Rewrite the lines from the one containing "Guideline: for every instance of the dark" through the one containing "column 376, row 228", inclusive, swapping "thin twig" for "slender branch" and keeping everything else the same.

::: Rows

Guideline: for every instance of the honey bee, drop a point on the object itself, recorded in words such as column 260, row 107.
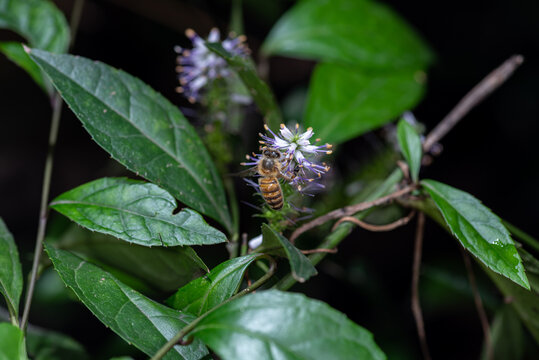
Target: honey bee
column 271, row 168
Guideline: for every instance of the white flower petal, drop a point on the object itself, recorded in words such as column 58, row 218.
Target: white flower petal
column 309, row 148
column 287, row 134
column 280, row 143
column 307, row 134
column 255, row 242
column 214, row 35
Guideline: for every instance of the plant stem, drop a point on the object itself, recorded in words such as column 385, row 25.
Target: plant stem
column 416, row 306
column 43, row 212
column 236, row 17
column 47, row 173
column 484, row 88
column 335, row 237
column 233, row 245
column 350, row 210
column 188, row 328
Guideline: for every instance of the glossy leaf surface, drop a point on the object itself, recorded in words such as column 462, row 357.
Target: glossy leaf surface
column 206, row 292
column 478, row 230
column 161, row 268
column 359, row 32
column 410, row 144
column 525, row 302
column 10, row 270
column 136, row 212
column 345, row 102
column 258, row 89
column 11, row 343
column 135, row 318
column 42, row 24
column 274, row 243
column 279, row 325
column 140, row 129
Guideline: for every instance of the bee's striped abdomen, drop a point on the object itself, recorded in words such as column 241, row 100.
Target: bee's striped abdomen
column 271, row 191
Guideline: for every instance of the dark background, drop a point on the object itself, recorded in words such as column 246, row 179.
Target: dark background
column 491, row 154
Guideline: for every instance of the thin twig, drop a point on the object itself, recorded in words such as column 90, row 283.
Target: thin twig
column 314, row 251
column 350, row 210
column 490, row 83
column 47, row 172
column 478, row 303
column 178, row 338
column 416, row 307
column 376, row 228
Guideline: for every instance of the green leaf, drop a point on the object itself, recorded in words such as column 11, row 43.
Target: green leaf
column 204, row 293
column 478, row 230
column 50, row 345
column 410, row 144
column 507, row 336
column 525, row 302
column 346, row 102
column 163, row 269
column 258, row 89
column 42, row 24
column 356, row 32
column 139, row 128
column 11, row 343
column 278, row 325
column 135, row 318
column 136, row 212
column 272, row 242
column 14, row 51
column 10, row 272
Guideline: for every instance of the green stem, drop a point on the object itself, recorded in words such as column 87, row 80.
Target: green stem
column 43, row 212
column 334, row 238
column 527, row 239
column 188, row 328
column 236, row 17
column 12, row 314
column 47, row 173
column 233, row 245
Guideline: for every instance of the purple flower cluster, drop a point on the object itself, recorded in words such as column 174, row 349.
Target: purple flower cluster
column 299, row 156
column 199, row 66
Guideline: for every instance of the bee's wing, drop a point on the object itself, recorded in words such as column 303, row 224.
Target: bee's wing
column 245, row 173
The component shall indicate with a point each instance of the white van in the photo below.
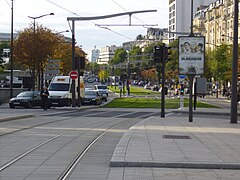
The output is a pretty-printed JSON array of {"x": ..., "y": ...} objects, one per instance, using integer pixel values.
[{"x": 60, "y": 90}]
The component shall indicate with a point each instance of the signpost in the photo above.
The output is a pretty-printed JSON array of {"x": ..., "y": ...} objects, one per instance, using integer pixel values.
[
  {"x": 191, "y": 61},
  {"x": 73, "y": 75}
]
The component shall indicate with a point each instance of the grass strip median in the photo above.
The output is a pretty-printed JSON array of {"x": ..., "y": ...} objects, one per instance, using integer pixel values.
[{"x": 134, "y": 90}]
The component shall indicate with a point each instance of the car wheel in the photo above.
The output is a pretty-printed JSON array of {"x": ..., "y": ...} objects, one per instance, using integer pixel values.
[
  {"x": 11, "y": 106},
  {"x": 29, "y": 105}
]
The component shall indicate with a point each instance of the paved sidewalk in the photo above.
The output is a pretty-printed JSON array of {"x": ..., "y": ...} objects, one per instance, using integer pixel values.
[{"x": 160, "y": 148}]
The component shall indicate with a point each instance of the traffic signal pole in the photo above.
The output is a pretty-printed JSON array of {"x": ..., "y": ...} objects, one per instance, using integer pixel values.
[
  {"x": 73, "y": 65},
  {"x": 163, "y": 58}
]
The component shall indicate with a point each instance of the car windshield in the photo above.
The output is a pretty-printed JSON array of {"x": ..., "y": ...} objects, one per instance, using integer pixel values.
[
  {"x": 102, "y": 87},
  {"x": 26, "y": 94},
  {"x": 59, "y": 87},
  {"x": 90, "y": 93}
]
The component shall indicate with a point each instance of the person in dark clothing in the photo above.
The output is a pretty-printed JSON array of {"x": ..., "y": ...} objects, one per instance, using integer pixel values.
[{"x": 44, "y": 95}]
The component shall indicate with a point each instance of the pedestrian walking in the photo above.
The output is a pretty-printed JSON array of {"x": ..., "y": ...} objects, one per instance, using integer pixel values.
[{"x": 44, "y": 95}]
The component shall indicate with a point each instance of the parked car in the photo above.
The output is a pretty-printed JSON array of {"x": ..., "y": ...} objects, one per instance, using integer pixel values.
[
  {"x": 92, "y": 97},
  {"x": 27, "y": 99},
  {"x": 103, "y": 95},
  {"x": 102, "y": 89}
]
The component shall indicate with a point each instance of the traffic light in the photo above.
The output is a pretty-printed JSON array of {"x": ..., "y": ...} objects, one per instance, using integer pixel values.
[
  {"x": 157, "y": 53},
  {"x": 82, "y": 62},
  {"x": 167, "y": 53}
]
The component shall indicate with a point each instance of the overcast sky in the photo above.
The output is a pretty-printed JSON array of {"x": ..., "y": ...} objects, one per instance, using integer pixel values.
[{"x": 87, "y": 33}]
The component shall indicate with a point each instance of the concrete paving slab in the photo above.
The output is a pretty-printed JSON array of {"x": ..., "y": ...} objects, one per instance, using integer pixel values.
[{"x": 212, "y": 144}]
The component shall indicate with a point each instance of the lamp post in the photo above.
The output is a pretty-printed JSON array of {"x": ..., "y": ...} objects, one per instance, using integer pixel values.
[
  {"x": 11, "y": 55},
  {"x": 62, "y": 32},
  {"x": 234, "y": 95},
  {"x": 34, "y": 60}
]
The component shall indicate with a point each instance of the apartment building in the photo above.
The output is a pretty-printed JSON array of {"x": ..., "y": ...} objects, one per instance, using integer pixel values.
[
  {"x": 180, "y": 16},
  {"x": 106, "y": 54},
  {"x": 215, "y": 22}
]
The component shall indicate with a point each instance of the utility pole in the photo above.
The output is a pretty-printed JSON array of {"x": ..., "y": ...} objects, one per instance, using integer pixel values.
[
  {"x": 234, "y": 95},
  {"x": 11, "y": 57}
]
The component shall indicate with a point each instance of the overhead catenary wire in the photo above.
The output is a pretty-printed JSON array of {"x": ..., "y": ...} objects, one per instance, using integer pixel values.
[
  {"x": 127, "y": 10},
  {"x": 8, "y": 3},
  {"x": 88, "y": 20}
]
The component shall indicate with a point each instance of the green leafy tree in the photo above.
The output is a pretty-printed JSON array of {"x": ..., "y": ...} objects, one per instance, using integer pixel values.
[
  {"x": 119, "y": 56},
  {"x": 32, "y": 50},
  {"x": 93, "y": 67}
]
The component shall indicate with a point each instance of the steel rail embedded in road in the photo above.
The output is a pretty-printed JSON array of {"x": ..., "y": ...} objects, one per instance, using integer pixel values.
[
  {"x": 66, "y": 174},
  {"x": 8, "y": 164}
]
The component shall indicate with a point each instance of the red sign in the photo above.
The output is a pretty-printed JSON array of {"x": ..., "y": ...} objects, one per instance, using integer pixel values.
[{"x": 73, "y": 75}]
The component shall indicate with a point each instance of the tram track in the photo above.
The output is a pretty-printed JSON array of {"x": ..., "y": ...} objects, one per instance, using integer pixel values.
[
  {"x": 73, "y": 163},
  {"x": 67, "y": 173}
]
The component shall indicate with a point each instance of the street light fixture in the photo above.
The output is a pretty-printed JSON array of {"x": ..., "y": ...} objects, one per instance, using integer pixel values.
[
  {"x": 34, "y": 32},
  {"x": 62, "y": 32}
]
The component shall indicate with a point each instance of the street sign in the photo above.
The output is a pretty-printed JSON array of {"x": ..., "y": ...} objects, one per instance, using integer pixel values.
[
  {"x": 181, "y": 76},
  {"x": 73, "y": 75},
  {"x": 191, "y": 55}
]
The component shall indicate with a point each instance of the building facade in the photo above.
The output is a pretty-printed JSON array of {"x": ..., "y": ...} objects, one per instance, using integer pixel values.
[
  {"x": 216, "y": 23},
  {"x": 180, "y": 16}
]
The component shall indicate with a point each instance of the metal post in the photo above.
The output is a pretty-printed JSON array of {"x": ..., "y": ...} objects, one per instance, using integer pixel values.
[
  {"x": 34, "y": 63},
  {"x": 195, "y": 96},
  {"x": 163, "y": 81},
  {"x": 191, "y": 77},
  {"x": 191, "y": 33},
  {"x": 128, "y": 75},
  {"x": 234, "y": 95},
  {"x": 73, "y": 63},
  {"x": 11, "y": 80}
]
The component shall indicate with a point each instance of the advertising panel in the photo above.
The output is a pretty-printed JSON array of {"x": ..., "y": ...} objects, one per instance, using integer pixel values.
[{"x": 191, "y": 55}]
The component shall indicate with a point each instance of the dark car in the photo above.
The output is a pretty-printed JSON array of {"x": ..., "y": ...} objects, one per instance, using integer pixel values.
[
  {"x": 26, "y": 99},
  {"x": 103, "y": 95},
  {"x": 102, "y": 89},
  {"x": 92, "y": 97}
]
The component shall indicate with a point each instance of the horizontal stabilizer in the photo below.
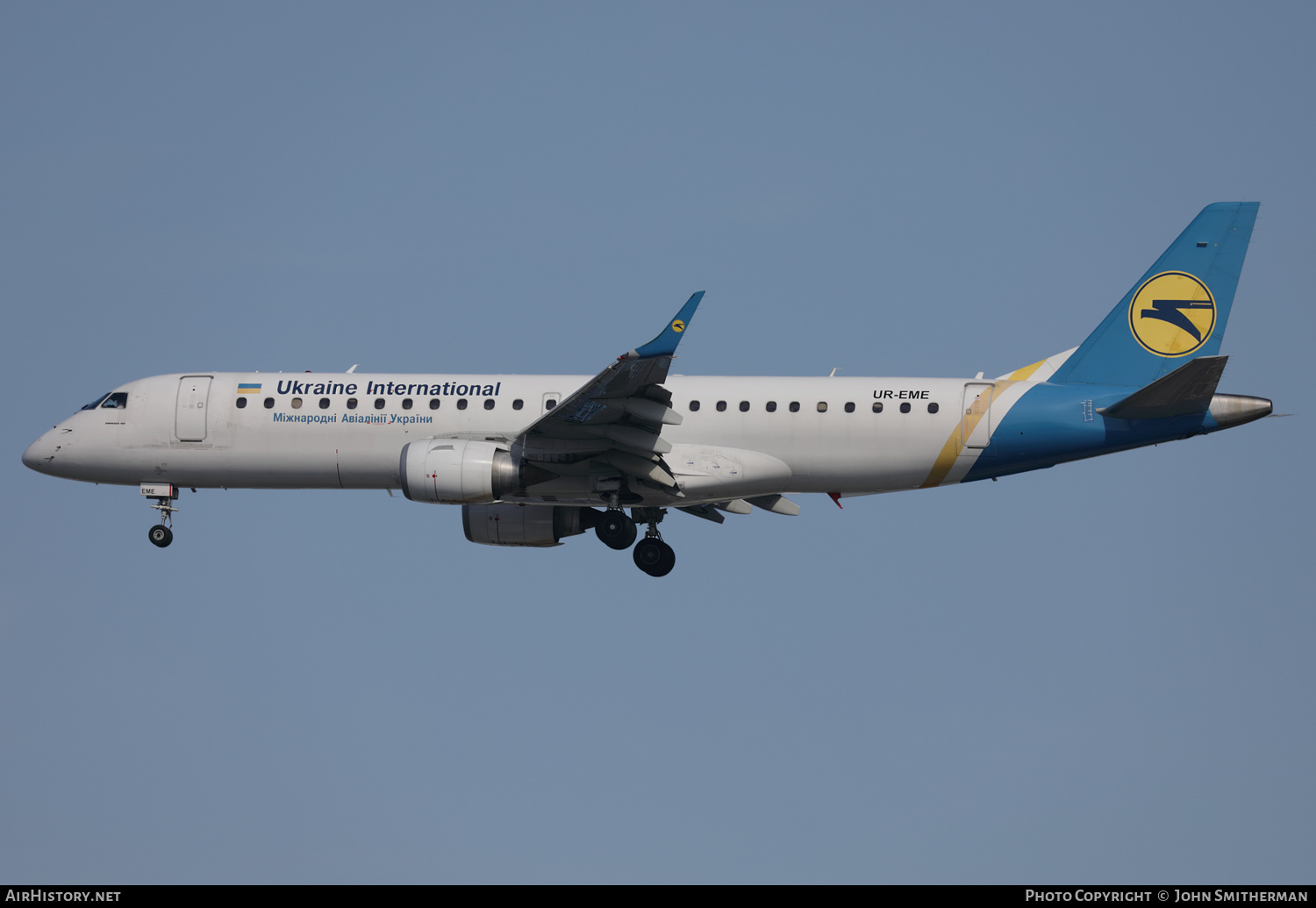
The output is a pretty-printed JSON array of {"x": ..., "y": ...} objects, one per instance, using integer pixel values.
[{"x": 1186, "y": 390}]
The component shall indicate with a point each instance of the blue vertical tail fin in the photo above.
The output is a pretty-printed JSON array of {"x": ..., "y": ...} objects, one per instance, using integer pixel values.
[{"x": 1177, "y": 311}]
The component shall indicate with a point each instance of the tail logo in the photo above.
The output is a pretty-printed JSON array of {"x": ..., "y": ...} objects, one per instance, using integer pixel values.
[{"x": 1173, "y": 313}]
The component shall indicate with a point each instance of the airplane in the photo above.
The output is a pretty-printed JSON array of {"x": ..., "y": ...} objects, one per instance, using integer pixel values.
[{"x": 536, "y": 458}]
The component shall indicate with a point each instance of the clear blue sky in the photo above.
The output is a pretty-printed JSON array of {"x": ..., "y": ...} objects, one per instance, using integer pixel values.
[{"x": 1098, "y": 673}]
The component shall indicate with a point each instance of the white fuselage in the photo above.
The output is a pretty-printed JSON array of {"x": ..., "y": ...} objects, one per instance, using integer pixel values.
[{"x": 345, "y": 431}]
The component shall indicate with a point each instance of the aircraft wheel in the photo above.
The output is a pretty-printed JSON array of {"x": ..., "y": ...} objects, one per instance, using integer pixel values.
[
  {"x": 616, "y": 531},
  {"x": 669, "y": 561},
  {"x": 654, "y": 557}
]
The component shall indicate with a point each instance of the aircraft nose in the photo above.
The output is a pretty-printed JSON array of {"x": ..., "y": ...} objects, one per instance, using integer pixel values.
[{"x": 37, "y": 455}]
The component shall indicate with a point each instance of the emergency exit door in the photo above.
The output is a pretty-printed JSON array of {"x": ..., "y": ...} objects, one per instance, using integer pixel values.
[
  {"x": 194, "y": 392},
  {"x": 974, "y": 413}
]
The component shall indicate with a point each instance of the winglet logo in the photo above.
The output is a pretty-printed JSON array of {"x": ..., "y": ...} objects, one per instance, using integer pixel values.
[{"x": 1173, "y": 313}]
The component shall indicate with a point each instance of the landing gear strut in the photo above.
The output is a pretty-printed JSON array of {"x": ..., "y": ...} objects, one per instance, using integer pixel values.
[
  {"x": 652, "y": 554},
  {"x": 162, "y": 533}
]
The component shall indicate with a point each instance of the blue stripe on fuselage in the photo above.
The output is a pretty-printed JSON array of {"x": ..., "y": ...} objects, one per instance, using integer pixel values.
[{"x": 1055, "y": 423}]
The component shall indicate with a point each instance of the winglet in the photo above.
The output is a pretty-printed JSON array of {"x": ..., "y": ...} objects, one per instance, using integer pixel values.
[{"x": 666, "y": 342}]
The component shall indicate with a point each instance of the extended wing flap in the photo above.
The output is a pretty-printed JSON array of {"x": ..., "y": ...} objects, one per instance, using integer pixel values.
[
  {"x": 1186, "y": 390},
  {"x": 618, "y": 416}
]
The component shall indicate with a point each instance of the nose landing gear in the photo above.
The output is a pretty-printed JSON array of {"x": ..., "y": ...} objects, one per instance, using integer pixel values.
[{"x": 162, "y": 533}]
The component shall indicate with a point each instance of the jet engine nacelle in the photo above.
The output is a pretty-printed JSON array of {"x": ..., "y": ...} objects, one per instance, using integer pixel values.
[
  {"x": 455, "y": 471},
  {"x": 524, "y": 524}
]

::::::

# Exercise solution
Guideline: for every instance of the dark background, drop a point on the object itself, recorded in words such as column 246, row 179.
Target: dark background
column 491, row 154
Guideline: for every instance of the slender branch, drop a point on the object itself, recorded in words such as column 90, row 283.
Target: slender branch
column 314, row 251
column 350, row 210
column 490, row 83
column 47, row 172
column 478, row 303
column 178, row 338
column 416, row 307
column 376, row 228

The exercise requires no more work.